# Start of Passage given
Kubecost can distinguish spot vs on-demand costs when given access to your cloud billing data, showing the actual savings achieved.

## Common Gotchas

**Mass reclamation during capacity crunches.** When a cloud region runs low on capacity, many spot instances are reclaimed simultaneously. If all your spot nodes disappear at once, the remaining on-demand nodes face a thundering herd of rescheduling pods. Mitigate with: PDBs, topology spread constraints, and enough on-demand baseline capacity to absorb the critical workloads.

**PVCs stuck in the wrong AZ.** When a spot node in `us-east-1a` is reclaimed, any PVC attached to pods on that node stays bound to the `us-east-1a` zone. If the replacement node lands in `us-east-1b`, the pod cannot mount the volume. Solutions: use topology-aware scheduling (`volumeBindingMode: WaitForFirstConsumer`), or use EFS/Filestore (cross-AZ storage) for spot workloads.

**Spot interruption during deployment rollout.** If a spot node is reclaimed mid-rollout, the new and old ReplicaSets both lose pods. Combined with a tight PDB, this can stall the rollout. Set rollout `maxUnavailable` and `maxSurge` with spot interruptions in mind.

## Practical Example: EKS with On-Demand Baseline and Spot Overflow

A production EKS cluster running a web application with background workers:

- **On-demand node pool** (3x `m6i.2xlarge`): runs the API servers, databases, Redis, and Prometheus. These pods have no spot toleration.
- **Spot node pool** (Karpenter-managed, 5-15 nodes): runs background workers, batch processors, and non-critical services. Karpenter selects from 15+ instance types across 3 AZs.

Monthly cost breakdown:
- On-demand: 3 nodes at $0.384/hr = $829/month
- Spot: average 8 nodes at $0.10/hr (avg spot price for mixed types) = $576/month
- Same workload fully on-demand would cost: $2,650/month
- **Total savings: ~47%** compared to all on-demand

The spot nodes experience 2-3 interruptions per week. Karpenter replaces each within 60 seconds. Application-level retries handle the in-flight requests that are lost during the interruption window.
# End of Passage given
_Short exercise_: Transcribe the part of the passage on spot and on-demand Kubernetes nodes from "## Common Gotchas" up to and including "for spot workloads.". The data that comes next has no connection to the passage on spot and on-demand nodes.
# Start of Entries
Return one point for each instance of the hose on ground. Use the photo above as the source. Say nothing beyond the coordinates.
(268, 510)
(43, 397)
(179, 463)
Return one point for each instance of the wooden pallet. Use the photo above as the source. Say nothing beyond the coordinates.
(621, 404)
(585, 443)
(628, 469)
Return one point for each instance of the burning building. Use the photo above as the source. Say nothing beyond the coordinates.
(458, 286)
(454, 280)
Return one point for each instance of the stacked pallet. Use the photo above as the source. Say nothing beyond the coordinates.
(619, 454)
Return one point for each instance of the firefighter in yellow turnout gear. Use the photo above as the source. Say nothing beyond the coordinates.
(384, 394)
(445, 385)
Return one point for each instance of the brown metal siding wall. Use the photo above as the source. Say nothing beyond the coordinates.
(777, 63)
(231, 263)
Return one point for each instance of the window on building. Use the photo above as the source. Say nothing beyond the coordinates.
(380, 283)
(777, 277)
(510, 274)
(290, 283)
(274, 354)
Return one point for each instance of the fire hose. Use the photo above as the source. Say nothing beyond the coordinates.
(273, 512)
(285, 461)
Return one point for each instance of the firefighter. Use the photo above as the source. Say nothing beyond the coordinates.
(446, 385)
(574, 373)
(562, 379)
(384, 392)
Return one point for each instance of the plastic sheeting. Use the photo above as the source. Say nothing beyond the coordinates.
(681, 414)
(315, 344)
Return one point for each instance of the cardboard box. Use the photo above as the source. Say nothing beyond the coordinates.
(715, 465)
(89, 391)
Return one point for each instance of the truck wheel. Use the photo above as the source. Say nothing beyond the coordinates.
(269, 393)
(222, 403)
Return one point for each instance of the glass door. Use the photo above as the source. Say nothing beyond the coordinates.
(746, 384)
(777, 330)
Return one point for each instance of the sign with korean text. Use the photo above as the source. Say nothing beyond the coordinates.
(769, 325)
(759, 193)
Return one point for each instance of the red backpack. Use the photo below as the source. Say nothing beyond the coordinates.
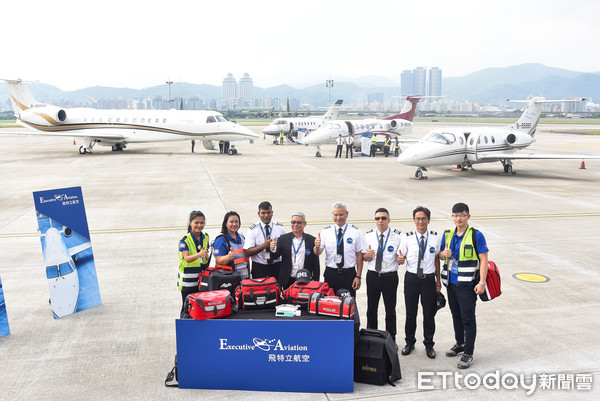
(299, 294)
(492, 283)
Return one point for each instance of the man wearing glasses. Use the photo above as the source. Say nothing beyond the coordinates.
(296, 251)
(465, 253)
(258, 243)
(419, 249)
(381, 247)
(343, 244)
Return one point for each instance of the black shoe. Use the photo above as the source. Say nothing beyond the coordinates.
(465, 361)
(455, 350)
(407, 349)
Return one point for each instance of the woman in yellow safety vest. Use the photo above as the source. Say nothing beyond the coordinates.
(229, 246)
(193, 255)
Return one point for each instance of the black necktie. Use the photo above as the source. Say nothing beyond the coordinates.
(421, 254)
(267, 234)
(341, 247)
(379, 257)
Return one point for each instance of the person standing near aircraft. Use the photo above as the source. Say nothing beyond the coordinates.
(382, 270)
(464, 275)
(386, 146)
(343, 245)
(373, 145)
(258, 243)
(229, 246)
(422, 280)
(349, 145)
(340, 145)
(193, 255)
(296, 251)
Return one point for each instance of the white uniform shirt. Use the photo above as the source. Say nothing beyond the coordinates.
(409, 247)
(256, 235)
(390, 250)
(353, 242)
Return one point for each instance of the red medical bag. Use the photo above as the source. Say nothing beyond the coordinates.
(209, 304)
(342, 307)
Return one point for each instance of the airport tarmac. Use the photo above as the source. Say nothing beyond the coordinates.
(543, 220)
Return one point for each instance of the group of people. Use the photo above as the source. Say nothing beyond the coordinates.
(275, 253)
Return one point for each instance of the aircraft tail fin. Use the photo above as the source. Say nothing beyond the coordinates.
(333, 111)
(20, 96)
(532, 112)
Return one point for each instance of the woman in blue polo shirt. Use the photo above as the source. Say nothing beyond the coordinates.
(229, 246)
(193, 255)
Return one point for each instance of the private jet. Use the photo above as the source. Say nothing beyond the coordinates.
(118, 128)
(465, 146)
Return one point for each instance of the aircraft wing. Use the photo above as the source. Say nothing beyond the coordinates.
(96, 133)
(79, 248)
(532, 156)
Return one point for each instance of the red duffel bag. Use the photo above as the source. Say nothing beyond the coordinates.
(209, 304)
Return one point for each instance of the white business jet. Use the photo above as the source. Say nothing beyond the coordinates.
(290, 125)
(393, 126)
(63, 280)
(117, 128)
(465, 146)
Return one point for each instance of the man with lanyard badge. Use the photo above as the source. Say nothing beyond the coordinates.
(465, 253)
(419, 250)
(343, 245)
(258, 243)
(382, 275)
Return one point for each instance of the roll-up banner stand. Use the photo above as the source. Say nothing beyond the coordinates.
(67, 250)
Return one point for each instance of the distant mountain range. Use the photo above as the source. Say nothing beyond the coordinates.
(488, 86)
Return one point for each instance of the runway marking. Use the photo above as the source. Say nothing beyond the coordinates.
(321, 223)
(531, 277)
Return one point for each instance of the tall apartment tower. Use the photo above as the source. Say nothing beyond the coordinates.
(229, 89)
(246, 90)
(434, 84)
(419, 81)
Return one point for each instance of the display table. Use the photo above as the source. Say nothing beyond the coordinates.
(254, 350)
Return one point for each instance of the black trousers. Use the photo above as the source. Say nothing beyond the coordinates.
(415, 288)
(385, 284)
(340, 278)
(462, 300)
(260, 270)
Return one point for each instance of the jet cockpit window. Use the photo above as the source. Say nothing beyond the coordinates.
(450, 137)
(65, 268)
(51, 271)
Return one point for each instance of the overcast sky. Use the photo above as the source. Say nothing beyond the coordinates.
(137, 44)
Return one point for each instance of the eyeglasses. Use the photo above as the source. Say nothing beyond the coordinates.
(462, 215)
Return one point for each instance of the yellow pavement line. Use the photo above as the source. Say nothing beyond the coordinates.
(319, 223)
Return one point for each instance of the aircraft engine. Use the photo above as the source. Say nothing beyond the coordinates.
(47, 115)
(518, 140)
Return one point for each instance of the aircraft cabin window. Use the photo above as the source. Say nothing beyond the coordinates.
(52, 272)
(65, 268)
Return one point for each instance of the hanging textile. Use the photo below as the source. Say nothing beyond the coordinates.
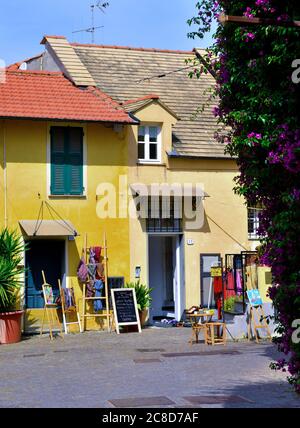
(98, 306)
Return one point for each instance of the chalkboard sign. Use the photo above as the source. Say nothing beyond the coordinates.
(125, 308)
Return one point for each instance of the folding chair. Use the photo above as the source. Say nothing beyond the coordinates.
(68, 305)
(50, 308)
# End of Entries
# Start of Entries
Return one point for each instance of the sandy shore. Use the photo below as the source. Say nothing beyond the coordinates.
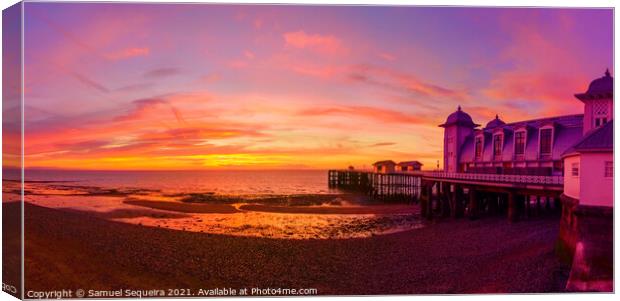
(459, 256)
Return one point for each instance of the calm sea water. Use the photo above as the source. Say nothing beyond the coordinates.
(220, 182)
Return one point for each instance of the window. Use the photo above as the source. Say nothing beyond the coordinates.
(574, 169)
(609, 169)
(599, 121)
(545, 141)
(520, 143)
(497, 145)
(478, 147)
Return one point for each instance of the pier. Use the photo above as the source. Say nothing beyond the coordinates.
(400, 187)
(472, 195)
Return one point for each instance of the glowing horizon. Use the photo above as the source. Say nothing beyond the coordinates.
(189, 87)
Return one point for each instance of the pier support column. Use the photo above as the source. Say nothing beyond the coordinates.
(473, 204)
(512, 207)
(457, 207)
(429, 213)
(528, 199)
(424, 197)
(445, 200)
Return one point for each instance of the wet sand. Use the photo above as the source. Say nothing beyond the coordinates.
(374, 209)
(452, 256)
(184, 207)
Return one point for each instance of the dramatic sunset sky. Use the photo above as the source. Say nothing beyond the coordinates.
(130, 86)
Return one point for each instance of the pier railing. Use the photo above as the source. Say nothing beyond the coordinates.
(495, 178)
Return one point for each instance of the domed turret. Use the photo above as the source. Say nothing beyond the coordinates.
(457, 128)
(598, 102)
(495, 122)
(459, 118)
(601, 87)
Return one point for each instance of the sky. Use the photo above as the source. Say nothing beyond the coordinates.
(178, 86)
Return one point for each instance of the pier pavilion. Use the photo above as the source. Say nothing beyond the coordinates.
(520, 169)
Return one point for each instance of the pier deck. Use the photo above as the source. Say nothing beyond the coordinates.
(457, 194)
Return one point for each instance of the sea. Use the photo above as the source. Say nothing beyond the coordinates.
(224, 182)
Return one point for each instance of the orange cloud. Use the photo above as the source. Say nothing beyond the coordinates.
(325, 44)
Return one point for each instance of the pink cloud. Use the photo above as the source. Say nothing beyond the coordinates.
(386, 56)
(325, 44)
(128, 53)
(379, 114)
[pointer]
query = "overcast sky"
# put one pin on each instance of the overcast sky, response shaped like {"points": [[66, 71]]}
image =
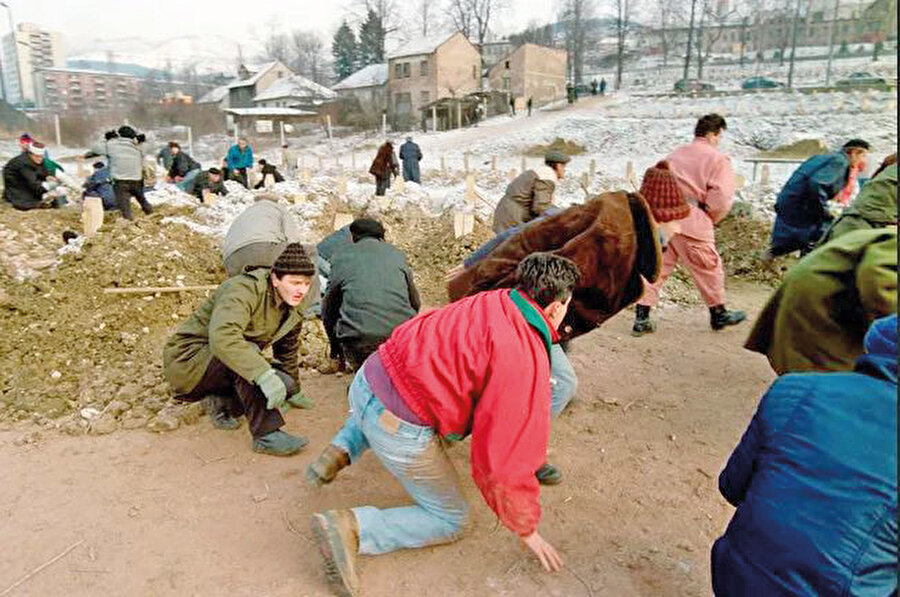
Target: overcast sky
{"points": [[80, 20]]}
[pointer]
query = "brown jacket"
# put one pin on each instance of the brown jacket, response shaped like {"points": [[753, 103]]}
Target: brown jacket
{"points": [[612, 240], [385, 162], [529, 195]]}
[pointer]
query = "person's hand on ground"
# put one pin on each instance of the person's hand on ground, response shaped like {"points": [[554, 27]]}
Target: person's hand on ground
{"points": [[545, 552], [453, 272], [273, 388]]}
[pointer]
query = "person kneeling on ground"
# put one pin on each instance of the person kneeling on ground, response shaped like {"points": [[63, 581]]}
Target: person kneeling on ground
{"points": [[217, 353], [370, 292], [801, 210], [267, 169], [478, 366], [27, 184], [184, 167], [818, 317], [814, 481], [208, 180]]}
# End of Entries
_Response for this exercise_:
## Common Gotchas

**Mass reclamation during capacity crunches.** When a cloud region runs low on capacity, many spot instances are reclaimed simultaneously. If all your spot nodes disappear at once, the remaining on-demand nodes face a thundering herd of rescheduling pods. Mitigate with: PDBs, topology spread constraints, and enough on-demand baseline capacity to absorb the critical workloads.

**PVCs stuck in the wrong AZ.** When a spot node in `us-east-1a` is reclaimed, any PVC attached to pods on that node stays bound to the `us-east-1a` zone. If the replacement node lands in `us-east-1b`, the pod cannot mount the volume. Solutions: use topology-aware scheduling (`volumeBindingMode: WaitForFirstConsumer`), or use EFS/Filestore (cross-AZ storage) for spot workloads.